-- EXCERPTED TEXT follows --
They are so cute!!! :001_wub: I'm so glad they're getting along well together  I can't believe Echo is all grown up already!


----------



## BooksBudgies

StarlingWings said:


> They are so cute!!! :001_wub: I'm so glad they're getting along well together  I can't believe Echo is all grown up already!


Me too! They're the sweetest. And I still can't believe Echo isn't my little chick anymore!

So Charlie and Echo are making me a little nervous as neither have actually gone in the nestbox yet...It's like they're so into each other they don't even notice their surroundings. Charlie still isn't back into full breeding condition yet (based on her cere) but she's going the right direction. Hoping once she's all sorted out things will take a more promising turn. This is so nerve-wracking since my senior project relies on them having chicks!:rip: I've been considering breeding Hermes and Izzy one last time before they get too old (they have one good year left) so I may have to bring that to fruition. Izzy's new owner already gave me permission. If Echo and Charlie don't breed, I have their chicks as a backup. Perhaps having a practiced pair will spring these two into action. Either way, I'll do what I can but I'm not ultimately in control:dunno: Crazy to think that this time last year I had chicks fledging the nest!

Anyways, enjoy a lot more pictures today of the 3 musketeers.

First, since Hermes didn't make an appearance last post, he'll get to be the first one today!
























The Sweethearts
















They're so cute- they copy each other and display all the courting behavior.
























Echo struttin' his stuff outside the cage
























Also, according to Echo, this is the best way to scratch an itch. I had no idea budgies could lay so flat out like that 
































Hmm do I also have a crested budgie on my hands?









And some single shots of Charlie girl













































Edited to add:

I think I've discovered the problem....Echo thought I just got him a new scratching tool









At least he knows it exists now. He's peeking inside and exploring so cross your fingers!
-- EXCERPTED TEXT concluded --
EXERCISE 1:
In the budgie forum thread, why is the poster thinking about breeding Hermes and Izzy one last time? Answer in one to three sentences.
EXERCISE 2:
Write the next part of the budgie forum thread, beginning after its final sentence.
The items come from a source unrelated to the budgie forum thread.
-- ENTRIES SUPPLIED follows --
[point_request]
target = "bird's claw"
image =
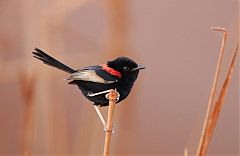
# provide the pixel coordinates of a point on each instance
(107, 130)
(118, 96)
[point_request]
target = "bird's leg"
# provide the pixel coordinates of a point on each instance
(100, 116)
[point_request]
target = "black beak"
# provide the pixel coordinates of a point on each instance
(139, 67)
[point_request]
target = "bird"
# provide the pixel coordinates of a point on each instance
(95, 81)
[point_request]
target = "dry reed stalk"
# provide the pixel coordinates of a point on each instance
(112, 101)
(212, 117)
(202, 144)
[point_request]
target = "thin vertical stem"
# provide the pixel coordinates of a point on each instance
(112, 101)
(202, 146)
-- ENTRIES SUPPLIED concluded --
TASK RESPONSE 1:
The poster wants to breed them before they get too old, since they have one good year left. Their chicks would also serve as a backup if Echo and Charlie do not breed. The poster also hopes that having a practiced pair will spring Echo and Charlie into action.

TASK RESPONSE 2:
----------



## Hunterkat

Fingers crossed the two lovebirds decide to have chicks!


----------



## BooksBudgies

Hunterkat said:


> Fingers crossed the two lovebirds decide to have chicks!


I'll take all the help I can get! 

Well, I was absent for a period and seem to be making up for it now. Anyways, made a fresh batch of eggfood today and felt very proud of it so decided to post:001_rolleyes: It was quite satisfying.

Getting all the ingredients together. In this batch, I used: quinoa, flax seed, hard-boiled eggs, cucumbers, bell peppers, & carrots. Bella enjoyed munching on some of the scraps.









All mixed together









Homemade latté for me, homemade eggfood for the fids. Thought it was kind of cute that their dish looked like a mug.









Bon Appétit!






























And a couple miscellanous photos


----------



## StarlingWings

Looks like they loved their egg food  

Well done, Katie


----------



## Hunterkat

I love seeing these guys!


----------



## Penzance

I’ve just looked through all your pics Katie and I’m blown away! What beautiful birds in such fantastic condition and enjoying themselves. They are truly lucky to have you as a budgie mom!


----------



## RavensGryf

Lucky little birdies! That looks awesome Katie . Great job on that! 

Gorgeous pics of your birds as always. Bella sure is cute too! Is she a MaltiPoo by any chance?


----------



## BooksBudgies

StarlingWings said:


> Looks like they loved their egg food
> 
> Well done, Katie


Thank you! 



Hunterkat said:


> I love seeing these guys!


Aw, thanks! I appreciate that you follow our thread!!



Penzance said:


> I've just looked through all your pics Katie and I'm blown away! What beautiful birds in such fantastic condition and enjoying themselves. They are truly lucky to have you as a budgie mom!


Thank you!  I love them and am quite blessed to have them.



RavensGryf said:


> Lucky little birdies! That looks awesome Katie . Great job on that!
> 
> Gorgeous pics of your birds as always. Bella sure is cute too! Is she a MaltiPoo by any chance?


Haha thanks! Little Bellie is a schnoodlepoo: schnauzer x poodle = schnoodle. schnoodle x poodle = schnoodlepoo. So she's a 2nd generation schnoodle, 75% poodle 25% schnauzer...take your pick


----------



## BooksBudgies

I have some news! I've been giving the birds some privacy of course, but I've seen them mating over the days when I've glanced in. I've only seen Charlie in the nest once, but like I said been making myself sparse. I guess I'll know for sure if Echo & Charlie bred successfully over the next week. I'm expecting eggs next weekend so keep an eye out for a breeding journal. If they don't breed...well we'll cross that bridge when we get there. My teacher in charge of senior project thought it was hilarious that the birds were taking their sweet time while breeding.  Oh, I also have taken to misting their cages intermittently throughout the day to increase the humidity and simulate the rainy season in the wild.

They're as sweet as ever






























And some solo shots:

























*Can anyone guess which bird this is?*









Enjoying their eggfood (and some serious food face from Charlie).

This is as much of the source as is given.